# EXERCISE DIRECTIONS:
Arrange the lines of every item below into a numbered list, omitting all blank lines.

# TASK MATERIAL:
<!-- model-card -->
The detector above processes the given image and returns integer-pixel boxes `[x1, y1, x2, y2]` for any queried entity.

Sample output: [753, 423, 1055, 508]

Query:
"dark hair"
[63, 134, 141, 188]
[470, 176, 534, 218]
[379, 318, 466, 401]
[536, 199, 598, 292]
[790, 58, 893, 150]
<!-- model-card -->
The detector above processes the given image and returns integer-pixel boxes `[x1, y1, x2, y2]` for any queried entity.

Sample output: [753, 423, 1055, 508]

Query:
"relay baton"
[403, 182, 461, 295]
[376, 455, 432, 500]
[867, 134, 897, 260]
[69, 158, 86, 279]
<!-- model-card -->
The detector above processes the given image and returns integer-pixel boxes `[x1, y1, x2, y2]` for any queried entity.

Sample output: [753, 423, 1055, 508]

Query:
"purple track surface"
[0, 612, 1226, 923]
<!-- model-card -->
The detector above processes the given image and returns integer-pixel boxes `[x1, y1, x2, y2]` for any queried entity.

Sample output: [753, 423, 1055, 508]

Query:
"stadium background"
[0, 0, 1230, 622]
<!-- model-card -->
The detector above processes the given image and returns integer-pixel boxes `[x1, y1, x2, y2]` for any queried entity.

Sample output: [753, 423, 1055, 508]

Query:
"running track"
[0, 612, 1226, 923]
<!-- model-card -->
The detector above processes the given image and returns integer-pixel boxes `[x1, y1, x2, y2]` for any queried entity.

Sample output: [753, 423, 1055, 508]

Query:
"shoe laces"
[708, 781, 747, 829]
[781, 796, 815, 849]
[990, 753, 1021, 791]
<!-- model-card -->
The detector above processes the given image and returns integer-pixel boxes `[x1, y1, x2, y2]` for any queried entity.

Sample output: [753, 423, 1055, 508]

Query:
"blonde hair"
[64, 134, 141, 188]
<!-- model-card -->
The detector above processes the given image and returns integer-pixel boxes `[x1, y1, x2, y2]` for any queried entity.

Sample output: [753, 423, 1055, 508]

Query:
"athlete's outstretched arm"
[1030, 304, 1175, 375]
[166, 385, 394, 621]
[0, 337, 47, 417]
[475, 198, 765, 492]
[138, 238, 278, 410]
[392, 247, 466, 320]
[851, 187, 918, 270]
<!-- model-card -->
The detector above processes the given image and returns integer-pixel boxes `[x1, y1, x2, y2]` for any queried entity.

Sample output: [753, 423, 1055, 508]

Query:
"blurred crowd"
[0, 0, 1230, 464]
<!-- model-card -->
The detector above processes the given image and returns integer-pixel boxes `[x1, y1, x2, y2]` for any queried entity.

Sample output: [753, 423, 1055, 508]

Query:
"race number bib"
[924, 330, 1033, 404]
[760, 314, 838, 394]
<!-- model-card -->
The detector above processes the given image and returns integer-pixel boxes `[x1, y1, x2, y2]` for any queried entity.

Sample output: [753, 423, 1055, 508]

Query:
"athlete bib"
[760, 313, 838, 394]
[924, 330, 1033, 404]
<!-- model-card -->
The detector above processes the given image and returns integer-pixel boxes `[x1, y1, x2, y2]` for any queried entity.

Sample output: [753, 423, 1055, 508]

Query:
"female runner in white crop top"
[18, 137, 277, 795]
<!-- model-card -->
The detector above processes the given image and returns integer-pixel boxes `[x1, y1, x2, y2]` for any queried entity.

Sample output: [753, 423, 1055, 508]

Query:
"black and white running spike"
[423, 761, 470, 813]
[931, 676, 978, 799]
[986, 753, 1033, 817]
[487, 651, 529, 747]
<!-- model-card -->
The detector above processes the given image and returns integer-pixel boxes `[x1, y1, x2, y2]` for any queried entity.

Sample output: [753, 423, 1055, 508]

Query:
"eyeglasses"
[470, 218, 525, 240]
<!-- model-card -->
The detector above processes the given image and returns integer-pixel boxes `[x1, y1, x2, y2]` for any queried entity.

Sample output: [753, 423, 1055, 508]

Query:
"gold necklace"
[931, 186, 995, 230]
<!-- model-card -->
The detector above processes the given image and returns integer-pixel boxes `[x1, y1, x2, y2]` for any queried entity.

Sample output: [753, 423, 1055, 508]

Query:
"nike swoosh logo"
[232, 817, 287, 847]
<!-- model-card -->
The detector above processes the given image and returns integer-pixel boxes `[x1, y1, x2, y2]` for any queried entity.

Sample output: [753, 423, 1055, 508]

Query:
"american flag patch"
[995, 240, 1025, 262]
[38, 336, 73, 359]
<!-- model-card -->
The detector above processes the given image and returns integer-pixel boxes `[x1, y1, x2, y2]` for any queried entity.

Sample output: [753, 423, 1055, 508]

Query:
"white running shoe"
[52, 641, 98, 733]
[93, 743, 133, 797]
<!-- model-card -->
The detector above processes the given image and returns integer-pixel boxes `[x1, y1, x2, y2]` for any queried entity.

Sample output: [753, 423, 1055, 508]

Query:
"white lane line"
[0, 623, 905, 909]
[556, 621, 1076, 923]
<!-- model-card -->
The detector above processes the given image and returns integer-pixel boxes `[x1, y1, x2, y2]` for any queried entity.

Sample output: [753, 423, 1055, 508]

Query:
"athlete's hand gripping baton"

# FULL SOLUTION:
1. <!-- model-card -->
2. The detector above processes the given image and returns integer-pixel boxes `[x1, y1, x2, y2]` for any queried entity.
3. Sample output: [753, 423, 1055, 508]
4. Query:
5. "dark hair"
6. [63, 134, 141, 188]
7. [470, 176, 534, 218]
8. [379, 318, 466, 401]
9. [536, 199, 598, 292]
10. [790, 58, 893, 150]
11. <!-- model-card -->
12. The detector above processes the given image and returns integer-pixel boxes `[x1, y1, x2, y2]` for any queried entity.
13. Sample output: [753, 423, 1055, 508]
14. Query:
15. "relay baton"
16. [403, 182, 461, 295]
17. [376, 455, 432, 500]
18. [867, 134, 897, 260]
19. [69, 158, 86, 279]
20. <!-- model-card -->
21. The detector above processes the given image and returns integer-pixel boxes `[x1, y1, x2, y2]` for any queried entity.
22. Sample output: [753, 423, 1055, 508]
23. Query:
24. "purple track surface"
25. [0, 612, 1226, 923]
26. <!-- model-card -->
27. The detector above processes the given image and returns integer-pixel boxes `[x1, y1, x2, y2]` for any queried entity.
28. Sample output: [753, 423, 1055, 508]
29. Query:
30. "stadium background"
31. [0, 0, 1230, 622]
32. <!-- model-card -->
33. The detector above processes the given image and returns integer-pixel boxes `[x1, y1, x2, y2]` for any queried entity.
34. Sample output: [753, 423, 1055, 508]
35. Query:
36. "running track"
37. [0, 612, 1226, 923]
38. <!-- model-card -->
39. The detector above processes the given image and returns integer-pixel boxes `[x1, y1, x2, y2]` for any queried entity.
40. Sample output: [753, 423, 1055, 508]
41. Query:
42. "shoe laces"
43. [708, 781, 747, 829]
44. [781, 796, 815, 849]
45. [990, 753, 1021, 791]
46. <!-- model-card -->
47. The detector above processes the given image and returns integer-pixel boxes `[x1, y1, x2, y2]` for any queried entity.
48. Sample output: [753, 423, 1055, 508]
49. Query:
50. "blonde hair"
51. [64, 134, 141, 188]
52. <!-- model-card -->
53. The detector above processes the given image and returns integer-pixel boxes `[x1, y1, x2, y2]` for any queried entity.
54. Sample output: [753, 423, 1055, 508]
55. Query:
56. "athlete's outstretched arm"
57. [1030, 304, 1175, 375]
58. [166, 385, 394, 621]
59. [0, 337, 47, 417]
60. [475, 198, 765, 492]
61. [138, 238, 278, 410]
62. [392, 247, 466, 320]
63. [851, 187, 918, 270]
64. <!-- model-card -->
65. The detector above processes the given image and returns integer-pixel boxes `[x1, y1, x2, y2]` for any queried entity.
66. Sample output: [753, 423, 1055, 508]
67. Query:
68. "blurred crowd"
69. [0, 0, 1230, 464]
70. <!-- model-card -->
71. The detector above processes the given image and returns integer-pixel boxes `[x1, y1, x2, y2]` for any queried entity.
72. Sample output: [753, 423, 1055, 508]
73. Query:
74. "race number bib"
75. [924, 330, 1033, 404]
76. [760, 314, 838, 394]
77. <!-- model-card -->
78. The detector above processes the given image and returns integer-pixel boxes `[x1, y1, x2, y2]` for any queried entity.
79. Sample output: [753, 423, 1055, 508]
80. Query:
81. "athlete bib"
82. [760, 313, 838, 394]
83. [924, 330, 1033, 404]
84. <!-- model-card -->
85. The detector above processes the given image and returns integer-pixel boxes `[x1, y1, x2, y2]` for any queried entity.
86. Sample output: [753, 423, 1055, 508]
87. Query:
88. "female runner in white crop top"
89. [18, 137, 277, 795]
90. <!-- model-card -->
91. The detector above processes the given image and returns integer-pixel boxes `[x1, y1, x2, y2]` for any queried entity.
92. Sample output: [753, 423, 1055, 508]
93. Query:
94. "black and white running spike"
95. [423, 761, 470, 813]
96. [931, 676, 978, 799]
97. [986, 753, 1033, 817]
98. [487, 651, 529, 747]
99. <!-- model-card -->
100. The detector above processes the given image and returns integer-pixel boxes `[x1, y1, x2, y2]` for any queried entity.
101. Sample output: [753, 423, 1055, 508]
102. Query:
103. "eyeglasses"
104. [470, 218, 525, 240]
105. <!-- model-card -->
106. The detector above processes the given image and returns integer-pixel boxes `[x1, y1, x2, y2]` for any queried entity.
107. Sample output: [753, 423, 1055, 508]
108. Query:
109. "gold necklace"
110. [931, 186, 995, 230]
111. <!-- model-card -->
112. The detector above processes the given image and returns integer-pixel boxes `[x1, y1, x2, y2]` for any queried entity.
113. Sample output: [753, 423, 1055, 508]
114. Query:
115. "nike swoosh logo"
116. [232, 817, 287, 847]
117. <!-- model-card -->
118. The detector above processes the given image and returns integer-pixel boxes `[x1, y1, x2, y2]` for any queried entity.
119. Sample output: [753, 423, 1055, 508]
120. Query:
121. "american flag patch"
122. [995, 240, 1025, 262]
123. [38, 336, 73, 359]
124. <!-- model-card -->
125. The detector above processes the given image and returns integer-pixel boxes `[x1, y1, x2, y2]` for any queried entity.
126. Sample output: [753, 423, 1055, 508]
127. Query:
128. "white running shoe"
129. [52, 641, 98, 733]
130. [93, 743, 133, 797]
131. <!-- model-card -->
132. The detector above processes the given image and returns integer-pixel boxes `[x1, y1, x2, y2]` for any queried entity.
133. Sample output: [753, 423, 1055, 508]
134. Query:
135. "white lane line"
136. [0, 623, 905, 909]
137. [556, 621, 1076, 923]
138. <!-- model-card -->
139. The detector above processes the given image and returns integer-pixel boxes `[x1, y1, x2, y2]` for any queried entity.
140. Sample output: [753, 423, 1055, 508]
141. Query:
142. "athlete's hand gripping baton"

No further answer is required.